- **TEXT SHOWN**
···

Books Read in July, 2008

The Adoration of Jenna Fox by Mary E. Pearson. Fantastically disturbing (in a good way) YA fiction. Read it if you like to think about the implications of technology and futuristic scenarios. Semicolon review here.

Frankenstein by Mary Shelley. Semicolon review here.

Dr, Jekyll and Mr. Hyde by Robert Louis Stevenson. Brown Bear Daughter and I read this book out loud together to get a head start on her literature class for next year.

Hannah Coulter by Wendell Berry. I didn’t review this one, but it was just as good as Jayber Crow, if not better.

Jayber Crow by Wendell Berry. Semicolon review here.

The Moviegoer by Walker Percy. Semicolon review here.

Niner by Theresa Martin Golding. I think I picked this one up at the library because the main character, a girl, had nine fingers, one thumb missing, and one of my urchins was born with twelve toes. There’s a connection there somehow. It’s sort of sad YA fiction, where mom’s a runaway, dad’s wonderful and nurturing, the girl’s adopted, and the kids get into trouble while keeping secrets from the adults in their lives.

them by Joyce Carol Oates. Semicolon review here.

The Queen’s Man: A Medieval Mystery by Sharon Kay Penman. I had to go back to the middle ages, Eleanor of Aquitaine, Richard I, and Prince John, to get some relief from all the modern violence and angst. Still violent, but very little angst, and the violence was logical violence, if you know what I mean, not irrational.

Gleaned from the Saturday Review

Whistling Season by Ivan Doig. Recommended by Suzanne at Adventures in Daily Living. I added this one to the list on the strength of the comparison to Leif Enger’s Peace Like a River. (Semicolon review here.)

Death Comes As an Epiphany by Sharan Newman. Recommended at What Kate’s Reading. I like historical mysteries, and since we’re studying the Middle Ages this fall, I thought this mystery in particular sounded timely.

Ruth by Mrs. Gaskell. Recommended by Sarah at Library Hospital. I like Mrs. Gaskell’s Cranford, but I’ve not read this particular book. It sounds like something I would like a lot.

them by Joyce Carol Oates

7/26/08: I’m over halfway through this book, “the third and most ambitious of a trilogy of novels exploring the inner lives of representative young Americans from the perspective of a ‘class war’.” “The them of the novel are poor whites, separated by race (and racist) distinctions from their near neighbors, poor blacks and Hispanics.” The words of explanation are Ms. Oates’ commentary on her own novel in an afterword at the end of the book.

I’m finding the novel condescending and full of stereotypes: the spoiled rich girl, the poor but violent young man full of unresolved rage, the eternal victim of that “victimless crime”, prostitution. I’ve been borderline poor, not in the inner city, and I’ve lived among poor people in the city. I don’t believe there is any “class war” in the U.S. Racism, yes. A division of classes, yes. But the poor people I have known mostly don’t think of themselves as poor, resent being classified as poor, intend to become middle class or rich as soon as hard work or a lucky break will enable that to happen. And there are all sorts of poor people. Some are hard working and others are lazy. Some are conscientiously religious, and others are profane and vulgar. Some are happy; others are morbidly depressed. Ms. Oates’ them are all the same: materialistic, violent, and devoid of moral values (probably because moral values are “middle class values” in the jargon and the perspective of the sociologist).

···

[Referring expression data]
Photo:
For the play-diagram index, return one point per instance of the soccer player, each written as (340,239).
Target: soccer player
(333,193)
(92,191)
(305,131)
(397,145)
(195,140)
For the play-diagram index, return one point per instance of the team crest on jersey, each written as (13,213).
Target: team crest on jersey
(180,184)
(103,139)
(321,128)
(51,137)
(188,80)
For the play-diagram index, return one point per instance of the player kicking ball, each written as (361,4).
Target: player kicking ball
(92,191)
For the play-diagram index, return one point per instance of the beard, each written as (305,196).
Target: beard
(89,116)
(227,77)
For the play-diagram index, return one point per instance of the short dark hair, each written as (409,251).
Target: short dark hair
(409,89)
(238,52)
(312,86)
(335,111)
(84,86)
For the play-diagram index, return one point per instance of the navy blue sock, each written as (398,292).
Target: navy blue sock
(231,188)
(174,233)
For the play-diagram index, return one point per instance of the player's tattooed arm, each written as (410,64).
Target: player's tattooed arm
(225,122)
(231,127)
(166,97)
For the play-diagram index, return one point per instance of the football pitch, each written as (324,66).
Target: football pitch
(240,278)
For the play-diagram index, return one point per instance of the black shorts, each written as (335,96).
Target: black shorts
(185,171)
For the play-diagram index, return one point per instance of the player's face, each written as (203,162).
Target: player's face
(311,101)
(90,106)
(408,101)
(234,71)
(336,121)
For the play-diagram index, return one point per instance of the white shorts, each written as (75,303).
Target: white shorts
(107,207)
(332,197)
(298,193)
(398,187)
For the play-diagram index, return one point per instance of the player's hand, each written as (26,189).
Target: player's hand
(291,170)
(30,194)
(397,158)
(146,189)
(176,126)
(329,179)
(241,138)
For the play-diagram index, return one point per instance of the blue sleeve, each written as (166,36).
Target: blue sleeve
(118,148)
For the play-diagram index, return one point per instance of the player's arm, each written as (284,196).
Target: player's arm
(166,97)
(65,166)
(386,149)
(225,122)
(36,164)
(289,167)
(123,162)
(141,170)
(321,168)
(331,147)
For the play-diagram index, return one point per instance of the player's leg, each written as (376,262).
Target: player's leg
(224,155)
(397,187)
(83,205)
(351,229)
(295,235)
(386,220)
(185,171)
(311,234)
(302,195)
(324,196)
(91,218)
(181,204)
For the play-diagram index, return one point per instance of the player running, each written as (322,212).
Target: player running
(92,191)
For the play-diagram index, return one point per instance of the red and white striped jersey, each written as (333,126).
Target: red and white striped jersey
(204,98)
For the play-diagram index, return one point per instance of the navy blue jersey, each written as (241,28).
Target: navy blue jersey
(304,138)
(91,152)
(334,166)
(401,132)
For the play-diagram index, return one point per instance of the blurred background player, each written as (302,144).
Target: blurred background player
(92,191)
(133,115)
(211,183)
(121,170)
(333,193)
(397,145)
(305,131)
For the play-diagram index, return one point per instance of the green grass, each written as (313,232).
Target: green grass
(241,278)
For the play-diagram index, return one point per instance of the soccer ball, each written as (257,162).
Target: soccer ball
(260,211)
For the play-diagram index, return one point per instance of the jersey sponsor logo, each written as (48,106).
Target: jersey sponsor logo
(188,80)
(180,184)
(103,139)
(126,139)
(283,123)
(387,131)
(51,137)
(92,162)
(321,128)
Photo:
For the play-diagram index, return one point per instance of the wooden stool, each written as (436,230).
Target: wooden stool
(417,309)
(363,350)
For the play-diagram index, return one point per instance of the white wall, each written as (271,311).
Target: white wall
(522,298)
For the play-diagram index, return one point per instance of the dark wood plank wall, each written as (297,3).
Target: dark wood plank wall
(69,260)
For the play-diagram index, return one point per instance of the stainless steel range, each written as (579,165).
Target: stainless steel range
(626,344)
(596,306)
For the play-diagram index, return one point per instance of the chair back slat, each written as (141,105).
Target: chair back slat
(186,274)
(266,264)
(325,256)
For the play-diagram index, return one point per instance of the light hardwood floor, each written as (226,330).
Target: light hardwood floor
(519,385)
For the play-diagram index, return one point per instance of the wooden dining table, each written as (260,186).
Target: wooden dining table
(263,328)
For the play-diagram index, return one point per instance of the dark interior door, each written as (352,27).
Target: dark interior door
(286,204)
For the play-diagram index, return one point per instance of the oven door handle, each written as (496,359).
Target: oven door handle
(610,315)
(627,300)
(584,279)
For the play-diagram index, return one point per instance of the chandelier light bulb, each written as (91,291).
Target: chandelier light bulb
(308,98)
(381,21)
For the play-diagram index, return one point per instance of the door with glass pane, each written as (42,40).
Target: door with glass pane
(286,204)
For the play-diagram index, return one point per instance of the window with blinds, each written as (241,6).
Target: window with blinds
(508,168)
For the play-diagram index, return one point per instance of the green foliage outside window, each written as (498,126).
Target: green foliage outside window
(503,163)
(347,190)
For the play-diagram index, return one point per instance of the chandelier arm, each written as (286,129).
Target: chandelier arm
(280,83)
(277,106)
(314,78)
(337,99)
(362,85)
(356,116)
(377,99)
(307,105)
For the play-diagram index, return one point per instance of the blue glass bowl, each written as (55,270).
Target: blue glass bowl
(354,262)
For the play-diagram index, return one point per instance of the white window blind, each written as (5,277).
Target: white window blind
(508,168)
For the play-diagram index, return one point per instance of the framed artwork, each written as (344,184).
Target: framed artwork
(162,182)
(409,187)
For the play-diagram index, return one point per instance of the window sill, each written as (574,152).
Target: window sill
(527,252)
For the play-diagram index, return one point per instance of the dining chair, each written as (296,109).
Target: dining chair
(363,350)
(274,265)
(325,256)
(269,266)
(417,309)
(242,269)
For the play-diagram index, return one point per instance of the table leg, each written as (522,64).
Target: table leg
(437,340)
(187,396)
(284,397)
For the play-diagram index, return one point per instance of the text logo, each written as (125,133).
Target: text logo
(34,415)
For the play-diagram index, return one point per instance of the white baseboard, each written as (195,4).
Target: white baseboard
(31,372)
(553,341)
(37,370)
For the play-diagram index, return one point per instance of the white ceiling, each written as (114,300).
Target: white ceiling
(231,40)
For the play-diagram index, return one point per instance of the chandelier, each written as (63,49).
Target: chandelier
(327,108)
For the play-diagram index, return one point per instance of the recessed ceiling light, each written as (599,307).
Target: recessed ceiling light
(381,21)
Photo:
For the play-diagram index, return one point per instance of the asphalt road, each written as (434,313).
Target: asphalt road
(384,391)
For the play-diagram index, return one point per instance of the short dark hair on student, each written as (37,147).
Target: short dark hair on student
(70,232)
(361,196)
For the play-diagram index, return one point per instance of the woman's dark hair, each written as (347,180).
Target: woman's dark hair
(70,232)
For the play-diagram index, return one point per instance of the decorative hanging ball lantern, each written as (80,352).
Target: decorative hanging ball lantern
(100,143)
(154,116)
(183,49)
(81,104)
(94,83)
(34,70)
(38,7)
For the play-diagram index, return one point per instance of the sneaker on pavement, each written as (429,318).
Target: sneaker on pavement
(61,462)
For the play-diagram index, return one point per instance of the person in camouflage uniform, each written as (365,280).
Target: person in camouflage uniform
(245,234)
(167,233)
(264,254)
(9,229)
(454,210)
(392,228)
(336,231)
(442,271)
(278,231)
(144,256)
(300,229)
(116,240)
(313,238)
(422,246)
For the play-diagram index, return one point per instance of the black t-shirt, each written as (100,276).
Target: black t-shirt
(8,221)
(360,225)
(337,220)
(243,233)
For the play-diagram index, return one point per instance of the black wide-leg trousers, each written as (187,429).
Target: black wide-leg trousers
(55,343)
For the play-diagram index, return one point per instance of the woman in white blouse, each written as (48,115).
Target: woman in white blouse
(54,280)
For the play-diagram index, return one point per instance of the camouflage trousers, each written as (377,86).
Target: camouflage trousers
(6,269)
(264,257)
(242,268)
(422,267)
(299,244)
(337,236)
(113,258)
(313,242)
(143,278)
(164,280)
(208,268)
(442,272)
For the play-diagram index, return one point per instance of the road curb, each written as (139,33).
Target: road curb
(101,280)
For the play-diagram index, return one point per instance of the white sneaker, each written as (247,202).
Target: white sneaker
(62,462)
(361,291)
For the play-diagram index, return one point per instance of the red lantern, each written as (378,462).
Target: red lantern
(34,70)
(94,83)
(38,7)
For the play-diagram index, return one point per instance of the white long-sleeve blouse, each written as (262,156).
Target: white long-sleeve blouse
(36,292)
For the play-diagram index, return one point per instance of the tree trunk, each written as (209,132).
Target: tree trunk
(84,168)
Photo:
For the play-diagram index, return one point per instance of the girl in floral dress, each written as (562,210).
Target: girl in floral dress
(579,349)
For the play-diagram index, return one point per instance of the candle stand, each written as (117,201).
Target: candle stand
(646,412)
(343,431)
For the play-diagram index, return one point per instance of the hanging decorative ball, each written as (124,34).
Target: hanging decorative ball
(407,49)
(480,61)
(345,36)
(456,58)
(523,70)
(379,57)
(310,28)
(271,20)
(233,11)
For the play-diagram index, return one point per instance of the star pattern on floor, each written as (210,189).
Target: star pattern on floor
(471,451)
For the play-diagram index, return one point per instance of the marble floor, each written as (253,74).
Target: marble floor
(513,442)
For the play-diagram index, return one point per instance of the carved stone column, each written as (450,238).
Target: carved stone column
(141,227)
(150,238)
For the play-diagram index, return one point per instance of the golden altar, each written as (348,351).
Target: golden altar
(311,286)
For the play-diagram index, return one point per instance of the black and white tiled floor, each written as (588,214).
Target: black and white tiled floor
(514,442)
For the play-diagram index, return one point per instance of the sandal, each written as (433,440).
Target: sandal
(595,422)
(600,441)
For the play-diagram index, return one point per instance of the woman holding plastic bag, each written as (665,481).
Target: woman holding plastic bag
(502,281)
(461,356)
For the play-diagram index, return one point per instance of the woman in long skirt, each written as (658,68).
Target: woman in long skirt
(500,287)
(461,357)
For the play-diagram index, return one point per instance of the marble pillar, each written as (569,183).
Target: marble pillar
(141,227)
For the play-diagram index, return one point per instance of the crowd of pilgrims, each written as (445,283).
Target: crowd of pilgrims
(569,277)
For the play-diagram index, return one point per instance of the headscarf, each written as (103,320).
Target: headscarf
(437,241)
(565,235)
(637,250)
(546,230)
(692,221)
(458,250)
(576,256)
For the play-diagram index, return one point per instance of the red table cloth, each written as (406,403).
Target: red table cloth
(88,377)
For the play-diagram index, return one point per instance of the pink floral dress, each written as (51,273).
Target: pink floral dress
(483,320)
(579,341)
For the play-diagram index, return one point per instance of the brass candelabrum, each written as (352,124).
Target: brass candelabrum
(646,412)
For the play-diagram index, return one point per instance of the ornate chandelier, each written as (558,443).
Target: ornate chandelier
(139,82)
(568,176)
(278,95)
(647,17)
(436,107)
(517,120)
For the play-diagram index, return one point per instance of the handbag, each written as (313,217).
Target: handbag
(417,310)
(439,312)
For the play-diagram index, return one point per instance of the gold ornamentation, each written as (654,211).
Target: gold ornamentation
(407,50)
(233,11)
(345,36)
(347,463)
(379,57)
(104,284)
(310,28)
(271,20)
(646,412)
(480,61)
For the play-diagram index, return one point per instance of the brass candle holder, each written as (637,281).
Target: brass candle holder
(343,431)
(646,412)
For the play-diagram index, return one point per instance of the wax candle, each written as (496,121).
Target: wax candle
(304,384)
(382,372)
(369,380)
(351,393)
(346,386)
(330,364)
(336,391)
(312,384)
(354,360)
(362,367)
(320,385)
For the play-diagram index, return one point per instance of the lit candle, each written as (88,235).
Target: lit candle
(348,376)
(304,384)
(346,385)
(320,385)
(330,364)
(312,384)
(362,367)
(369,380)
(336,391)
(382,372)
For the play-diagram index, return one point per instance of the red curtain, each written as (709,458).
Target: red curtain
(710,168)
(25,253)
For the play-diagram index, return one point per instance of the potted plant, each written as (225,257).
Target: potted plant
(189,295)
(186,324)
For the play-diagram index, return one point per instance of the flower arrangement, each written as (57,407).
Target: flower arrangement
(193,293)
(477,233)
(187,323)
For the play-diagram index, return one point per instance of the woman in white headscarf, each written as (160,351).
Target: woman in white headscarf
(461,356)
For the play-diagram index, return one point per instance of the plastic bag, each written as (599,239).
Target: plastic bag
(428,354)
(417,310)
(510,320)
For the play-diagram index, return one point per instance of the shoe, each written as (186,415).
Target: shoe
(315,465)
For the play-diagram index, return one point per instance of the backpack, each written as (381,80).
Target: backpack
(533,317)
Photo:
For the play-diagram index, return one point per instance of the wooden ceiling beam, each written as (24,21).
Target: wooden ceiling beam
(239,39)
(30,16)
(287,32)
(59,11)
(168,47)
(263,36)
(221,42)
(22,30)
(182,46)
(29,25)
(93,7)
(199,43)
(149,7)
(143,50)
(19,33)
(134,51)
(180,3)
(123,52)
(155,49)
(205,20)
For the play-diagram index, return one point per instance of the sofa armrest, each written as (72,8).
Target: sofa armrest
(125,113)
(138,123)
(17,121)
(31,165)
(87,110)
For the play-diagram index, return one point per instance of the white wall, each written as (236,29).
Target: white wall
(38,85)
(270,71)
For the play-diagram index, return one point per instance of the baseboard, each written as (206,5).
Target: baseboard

···

- **CHECK YOUR UNDERSTANDING**
• 1. According to the book list, who recommended Whistling Season?
• 2. From the book list, copy the passage word for word, starting at "Jayber Crow by" and ending at "in their lives.".
• 3. List every title, with its author, that the book list gives under the heading "Gleaned from the Saturday Review."

- **ANSWERS BY ITEM NUMBER**
• 1. Suzanne at Adventures in Daily Living.

• 2.
Jayber Crow by Wendell Berry. Semicolon review here.

The Moviegoer by Walker Percy. Semicolon review here.

Niner by Theresa Martin Golding. I think I picked this one up at the library because the main character, a girl, had nine fingers, one thumb missing, and one of my urchins was born with twelve toes. There’s a connection there somehow. It’s sort of sad YA fiction, where mom’s a runaway, dad’s wonderful and nurturing, the girl’s adopted, and the kids get into trouble while keeping secrets from the adults in their lives.

• 3.
- Whistling Season by Ivan Doig
- Death Comes As an Epiphany by Sharan Newman
- Ruth by Mrs. Gaskell